##### EXERCISE INPUTS #####

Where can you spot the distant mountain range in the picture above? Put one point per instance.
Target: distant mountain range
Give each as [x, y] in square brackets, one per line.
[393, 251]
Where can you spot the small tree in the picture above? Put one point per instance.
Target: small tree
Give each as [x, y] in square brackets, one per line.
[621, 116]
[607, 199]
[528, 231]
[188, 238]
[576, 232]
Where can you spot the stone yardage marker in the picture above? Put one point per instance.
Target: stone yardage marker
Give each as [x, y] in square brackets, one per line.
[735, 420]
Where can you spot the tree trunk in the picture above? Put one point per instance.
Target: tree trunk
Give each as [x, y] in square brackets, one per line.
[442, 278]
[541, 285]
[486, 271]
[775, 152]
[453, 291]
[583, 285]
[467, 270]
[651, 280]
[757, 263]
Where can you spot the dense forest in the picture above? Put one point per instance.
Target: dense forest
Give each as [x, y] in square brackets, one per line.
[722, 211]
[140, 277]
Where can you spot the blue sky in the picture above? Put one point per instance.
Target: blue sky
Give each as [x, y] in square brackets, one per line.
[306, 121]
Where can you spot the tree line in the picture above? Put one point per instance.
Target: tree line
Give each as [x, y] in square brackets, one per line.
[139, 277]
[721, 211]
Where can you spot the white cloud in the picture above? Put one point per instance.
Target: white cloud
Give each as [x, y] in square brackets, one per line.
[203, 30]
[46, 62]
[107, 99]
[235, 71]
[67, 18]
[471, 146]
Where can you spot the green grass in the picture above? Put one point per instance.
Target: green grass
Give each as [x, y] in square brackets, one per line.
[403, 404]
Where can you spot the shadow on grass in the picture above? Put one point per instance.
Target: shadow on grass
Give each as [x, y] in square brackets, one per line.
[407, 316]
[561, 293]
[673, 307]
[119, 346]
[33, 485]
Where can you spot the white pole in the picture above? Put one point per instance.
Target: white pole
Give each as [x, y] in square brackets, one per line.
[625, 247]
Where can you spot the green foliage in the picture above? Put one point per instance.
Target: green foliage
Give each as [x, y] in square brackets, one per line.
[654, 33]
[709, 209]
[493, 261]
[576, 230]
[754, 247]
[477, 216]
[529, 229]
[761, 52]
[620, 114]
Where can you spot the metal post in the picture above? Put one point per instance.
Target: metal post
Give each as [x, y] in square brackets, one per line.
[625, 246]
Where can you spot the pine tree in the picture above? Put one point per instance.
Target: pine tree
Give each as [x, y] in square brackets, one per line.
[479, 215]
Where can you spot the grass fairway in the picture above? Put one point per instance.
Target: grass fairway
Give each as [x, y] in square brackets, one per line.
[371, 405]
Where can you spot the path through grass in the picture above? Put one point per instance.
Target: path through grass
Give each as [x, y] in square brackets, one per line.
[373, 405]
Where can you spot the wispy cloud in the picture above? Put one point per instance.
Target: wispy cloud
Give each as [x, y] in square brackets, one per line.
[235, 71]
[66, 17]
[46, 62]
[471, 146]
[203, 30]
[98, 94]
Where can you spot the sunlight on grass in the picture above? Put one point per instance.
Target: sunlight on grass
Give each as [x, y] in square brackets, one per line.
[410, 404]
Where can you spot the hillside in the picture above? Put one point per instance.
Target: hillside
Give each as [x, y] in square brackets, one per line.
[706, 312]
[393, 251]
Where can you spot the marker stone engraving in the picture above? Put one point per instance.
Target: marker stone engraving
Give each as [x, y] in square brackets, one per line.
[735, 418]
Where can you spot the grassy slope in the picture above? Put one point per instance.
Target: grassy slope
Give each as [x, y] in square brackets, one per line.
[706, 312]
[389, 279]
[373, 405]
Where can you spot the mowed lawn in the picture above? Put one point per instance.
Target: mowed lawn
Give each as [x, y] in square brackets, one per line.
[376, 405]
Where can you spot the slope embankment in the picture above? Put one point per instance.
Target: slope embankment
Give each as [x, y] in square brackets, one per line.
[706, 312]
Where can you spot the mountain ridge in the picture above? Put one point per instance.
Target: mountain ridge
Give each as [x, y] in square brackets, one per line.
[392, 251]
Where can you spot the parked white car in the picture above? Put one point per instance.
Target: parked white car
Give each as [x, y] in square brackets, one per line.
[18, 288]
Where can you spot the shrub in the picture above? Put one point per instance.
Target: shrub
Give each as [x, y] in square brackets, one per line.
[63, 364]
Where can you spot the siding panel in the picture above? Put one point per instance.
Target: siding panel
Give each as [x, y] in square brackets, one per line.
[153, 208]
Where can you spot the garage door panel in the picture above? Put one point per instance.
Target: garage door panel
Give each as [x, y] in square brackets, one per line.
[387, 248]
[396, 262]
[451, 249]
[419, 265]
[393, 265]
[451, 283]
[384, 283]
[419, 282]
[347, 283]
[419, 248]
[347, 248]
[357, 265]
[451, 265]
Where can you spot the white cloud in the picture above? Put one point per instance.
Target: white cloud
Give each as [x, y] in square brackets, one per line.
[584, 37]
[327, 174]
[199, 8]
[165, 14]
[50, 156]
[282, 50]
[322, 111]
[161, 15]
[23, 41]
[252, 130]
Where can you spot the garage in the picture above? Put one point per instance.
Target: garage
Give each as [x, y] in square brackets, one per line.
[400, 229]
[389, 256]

#####

_CHALLENGE_
Print every entry exactly as written.

_ANSWER IN FULL_
Where can you spot the distant mountain range in the picture above? Put one point per instance.
Target: distant mountain range
Give each as [x, y] in square brackets, one per line.
[393, 251]
Where can you spot the small tree in the picture above? Put one point per instance.
Target: small tree
Give each as [x, y] in square brackets, one per line.
[621, 116]
[607, 199]
[528, 231]
[188, 238]
[576, 232]
Where can you spot the stone yardage marker in the picture above? Put one point per instance.
Target: stone yardage marker
Give each as [x, y] in square brackets, one per line.
[735, 420]
Where can you spot the tree trunk in the picture above? Put one point per instance.
Target: tree trunk
Give each as [x, y] in square brackets, one per line.
[442, 278]
[541, 285]
[486, 271]
[775, 152]
[453, 291]
[583, 285]
[467, 270]
[651, 280]
[757, 263]
Where can you spot the dense forest in the picture above? Put one point per instance.
Target: dense forest
Give each as [x, y] in square brackets, one per line.
[722, 211]
[140, 277]
Where can you spot the blue sky in the picture above? Put one point per instance.
Target: blue sky
Give each as [x, y] in square brackets, one per line.
[306, 121]
Where can you spot the tree line in the picture above? Put one point per instance.
Target: tree line
Give each as [x, y] in square brackets, one per line.
[139, 277]
[721, 211]
Where can you spot the white cloud in the picture above? Put one point per instance.
Target: white cloud
Give each as [x, y] in square brackets, one per line.
[203, 30]
[46, 62]
[107, 99]
[235, 71]
[67, 18]
[471, 146]
Where can you spot the green grass in the picture above? Put one point per instance.
Target: green grass
Give each as [x, y] in square brackets, one per line.
[403, 404]
Where can you spot the shadow on grass in the picture above? Put one point per instance.
Target: shadow on grass
Give each as [x, y] in square brackets, one per line.
[407, 316]
[561, 293]
[673, 307]
[119, 346]
[33, 485]
Where can you spot the white pole in the picture above? Put one point per instance.
Target: white pole
Give each as [x, y] in square brackets, one per line.
[625, 247]
Where can you spot the green foliage in the picture above? Put one point per instance.
Target: green foliage
Give each as [x, y] in square brackets, one per line.
[654, 33]
[709, 209]
[493, 261]
[576, 230]
[754, 247]
[477, 216]
[529, 229]
[761, 52]
[620, 114]
Where can you spot the metal post in the picture above? Put one point per instance.
Target: metal post
Give each as [x, y] in square brackets, one per line.
[625, 246]
Where can you spot the pine tree in the picture above? Put one point per instance.
Target: pine tree
Give each as [x, y] in square brackets, one per line.
[479, 215]
Where can you spot the grass fairway in the picture above? Put one point per instance.
Target: grass fairway
Give each as [x, y] in square brackets, one per line.
[371, 405]
Where can you spot the path through grass in the picture above? Put one point per instance.
Target: path through grass
Give each as [x, y] in square brackets, one per line.
[373, 405]
Where can you spot the wispy cloud in the picture above? Put one point per instance.
Target: wispy cloud
Give each as [x, y] in square brackets, one per line.
[235, 71]
[66, 17]
[46, 62]
[471, 146]
[203, 30]
[98, 94]
Where can you spot the sunlight on grass in the picture above? Put one point per instance.
Target: sunlight on grass
Give each as [x, y] in square brackets, one per line.
[410, 404]
Where can you spot the hillside in the picture above? Put one point per instance.
Target: hillside
Give each as [x, y] in square brackets, one per line.
[706, 312]
[393, 251]
Where can you spot the marker stone engraving in the picture above? Put one point per instance.
Target: marker stone engraving
Give each as [x, y] in square brackets, one per line.
[735, 418]
Where can you spot the grassy slope in the picture above? Put one point per instance.
Target: grassy slope
Give each as [x, y] in square brackets, one per line.
[706, 312]
[389, 279]
[373, 405]
Where can you spot the mowed lawn in the picture above? Put one point per instance.
Target: mowed lawn
Give each as [x, y] in square brackets, one per line.
[376, 405]
Where can you spot the slope embankment in the picture above? Put one point per instance.
Target: slope embankment
Give each as [x, y] in square brackets, one per line.
[706, 312]
Where can you spot the mountain ridge in the picture above? Put one point per instance.
Target: mountain ridge
Give each as [x, y] in square brackets, one per line.
[392, 251]
Where can you spot the parked white car in the picture above? Put one point per instance.
Target: parked white car
Give each as [x, y] in square brackets, one per line.
[18, 288]
Where can you spot the shrub in the picture above? Put one point per instance.
Target: shrub
Give each as [x, y] in square brackets, one per line.
[63, 364]
Where can you spot the siding panel in the picture above? Put one point per instance.
Target: siding panel
Give each as [x, y] in square brackets, one per line.
[153, 208]
Where can you spot the garage door panel in the picture above? Put one point per instance.
Target: garage door panel
Give each as [x, y] in square brackets, one per line.
[387, 248]
[396, 262]
[451, 249]
[419, 265]
[393, 265]
[451, 283]
[384, 283]
[419, 282]
[347, 283]
[419, 248]
[347, 248]
[357, 265]
[451, 265]
Where can you spot the white cloud in the picture above? Put one point per instance.
Target: white cloud
Give each as [x, y] in square brackets, one per line.
[584, 37]
[327, 174]
[199, 8]
[165, 14]
[50, 156]
[282, 50]
[322, 111]
[161, 15]
[23, 41]
[252, 130]
Where can you spot the garage in the picture above? Put one point per instance.
Target: garage
Give each as [x, y] in square brackets, one per line.
[400, 229]
[389, 256]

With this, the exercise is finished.